** start Passage to read **

Feedback on Proof of Squeeze Theorem

Question

I wrote out a proof of the Squeeze Theorem for my personal notes as I study AP Calculus. This is my first time really writing out a proof using a combination of natural language and logic. I would appreciate feedback on whether there are any errors, style mistakes, or anything I could have stated more cleanly, or anything important I omitted. I'm obviously not submitting this to a journal, rather I'd like to be a good math communicator here on math stackexchange and elsewhere. With that said..

** end Passage to read **

Aim 1: In the forum post about the Squeeze Theorem proof, what course is the writer studying?

** start Dataset excerpts **

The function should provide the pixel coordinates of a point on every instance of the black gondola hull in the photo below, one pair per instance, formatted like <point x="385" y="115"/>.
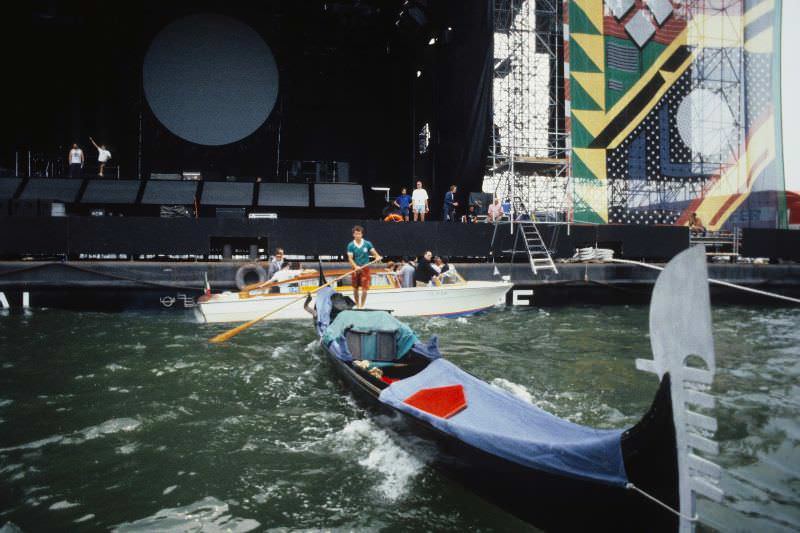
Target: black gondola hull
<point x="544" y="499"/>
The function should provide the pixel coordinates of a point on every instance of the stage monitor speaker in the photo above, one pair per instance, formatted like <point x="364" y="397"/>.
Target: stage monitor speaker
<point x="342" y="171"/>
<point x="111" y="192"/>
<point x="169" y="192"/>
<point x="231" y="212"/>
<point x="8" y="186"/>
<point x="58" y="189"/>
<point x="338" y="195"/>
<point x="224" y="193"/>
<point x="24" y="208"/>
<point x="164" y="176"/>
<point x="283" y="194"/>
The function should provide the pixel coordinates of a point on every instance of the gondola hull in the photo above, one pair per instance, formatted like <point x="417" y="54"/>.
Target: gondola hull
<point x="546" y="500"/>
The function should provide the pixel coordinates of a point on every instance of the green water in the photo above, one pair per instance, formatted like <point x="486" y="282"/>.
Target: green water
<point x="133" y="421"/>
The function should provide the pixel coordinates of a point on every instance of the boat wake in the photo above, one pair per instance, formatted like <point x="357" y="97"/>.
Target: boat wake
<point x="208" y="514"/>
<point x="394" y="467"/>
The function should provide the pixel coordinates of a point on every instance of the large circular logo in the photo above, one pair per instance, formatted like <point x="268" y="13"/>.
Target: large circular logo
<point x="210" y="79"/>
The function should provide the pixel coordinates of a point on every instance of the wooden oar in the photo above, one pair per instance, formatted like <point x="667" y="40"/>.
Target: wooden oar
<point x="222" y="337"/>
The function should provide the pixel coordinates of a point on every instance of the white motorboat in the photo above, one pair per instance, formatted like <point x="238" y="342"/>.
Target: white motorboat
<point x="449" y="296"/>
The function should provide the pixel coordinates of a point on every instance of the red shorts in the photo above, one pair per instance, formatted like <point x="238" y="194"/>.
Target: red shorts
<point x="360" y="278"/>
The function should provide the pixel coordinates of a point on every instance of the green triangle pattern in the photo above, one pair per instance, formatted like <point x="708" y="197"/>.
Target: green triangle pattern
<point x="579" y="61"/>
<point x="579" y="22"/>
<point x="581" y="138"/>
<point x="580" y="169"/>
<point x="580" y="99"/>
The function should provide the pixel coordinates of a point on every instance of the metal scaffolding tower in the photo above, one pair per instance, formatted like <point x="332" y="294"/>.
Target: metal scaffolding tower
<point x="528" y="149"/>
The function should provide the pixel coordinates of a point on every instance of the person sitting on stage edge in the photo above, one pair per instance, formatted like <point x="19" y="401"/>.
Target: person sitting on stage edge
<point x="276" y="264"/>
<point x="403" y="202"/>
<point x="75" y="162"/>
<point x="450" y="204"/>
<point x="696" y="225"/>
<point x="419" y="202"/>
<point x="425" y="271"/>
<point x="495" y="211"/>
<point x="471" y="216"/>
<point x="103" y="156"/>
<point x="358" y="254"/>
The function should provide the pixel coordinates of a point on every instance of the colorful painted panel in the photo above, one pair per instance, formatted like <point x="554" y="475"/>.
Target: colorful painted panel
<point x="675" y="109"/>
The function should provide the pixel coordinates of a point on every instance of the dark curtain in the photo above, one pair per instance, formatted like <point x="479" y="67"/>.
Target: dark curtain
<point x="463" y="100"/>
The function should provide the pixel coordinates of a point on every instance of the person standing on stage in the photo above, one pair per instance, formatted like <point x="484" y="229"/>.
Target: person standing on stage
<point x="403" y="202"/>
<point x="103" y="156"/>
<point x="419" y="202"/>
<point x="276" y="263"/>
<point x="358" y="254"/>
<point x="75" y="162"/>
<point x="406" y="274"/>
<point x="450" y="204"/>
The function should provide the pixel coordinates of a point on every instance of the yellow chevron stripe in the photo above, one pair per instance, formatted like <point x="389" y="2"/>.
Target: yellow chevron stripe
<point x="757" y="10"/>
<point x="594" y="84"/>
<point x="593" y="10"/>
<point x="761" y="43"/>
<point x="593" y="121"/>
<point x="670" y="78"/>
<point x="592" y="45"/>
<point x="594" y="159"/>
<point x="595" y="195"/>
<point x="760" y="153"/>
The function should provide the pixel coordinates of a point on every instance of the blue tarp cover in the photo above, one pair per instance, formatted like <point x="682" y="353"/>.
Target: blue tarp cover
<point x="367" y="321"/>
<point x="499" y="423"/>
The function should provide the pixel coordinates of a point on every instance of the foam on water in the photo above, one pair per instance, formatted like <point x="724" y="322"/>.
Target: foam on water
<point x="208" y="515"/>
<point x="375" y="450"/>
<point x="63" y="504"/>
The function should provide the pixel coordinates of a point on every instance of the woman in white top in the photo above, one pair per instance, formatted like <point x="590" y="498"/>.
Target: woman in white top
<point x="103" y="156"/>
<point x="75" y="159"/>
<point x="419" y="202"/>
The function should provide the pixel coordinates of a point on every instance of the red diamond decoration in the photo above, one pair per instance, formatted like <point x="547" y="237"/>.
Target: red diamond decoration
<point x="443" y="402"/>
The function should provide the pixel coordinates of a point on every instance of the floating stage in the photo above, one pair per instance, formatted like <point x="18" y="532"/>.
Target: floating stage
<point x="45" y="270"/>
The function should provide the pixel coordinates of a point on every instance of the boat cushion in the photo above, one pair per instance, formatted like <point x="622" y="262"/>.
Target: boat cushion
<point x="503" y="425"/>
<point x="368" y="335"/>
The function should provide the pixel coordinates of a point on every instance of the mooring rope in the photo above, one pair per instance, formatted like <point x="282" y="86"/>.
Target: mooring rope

** end Dataset excerpts **

Aim 2: Locate each line in the rows above that contains the string "woman", and copy those lines. Case counts.

Correct answer 1: AP Calculus

Correct answer 2:
The function should provide the pixel coordinates of a point on every instance of the woman in white top in the photo above, one pair per instance, formatted like <point x="590" y="498"/>.
Target: woman in white top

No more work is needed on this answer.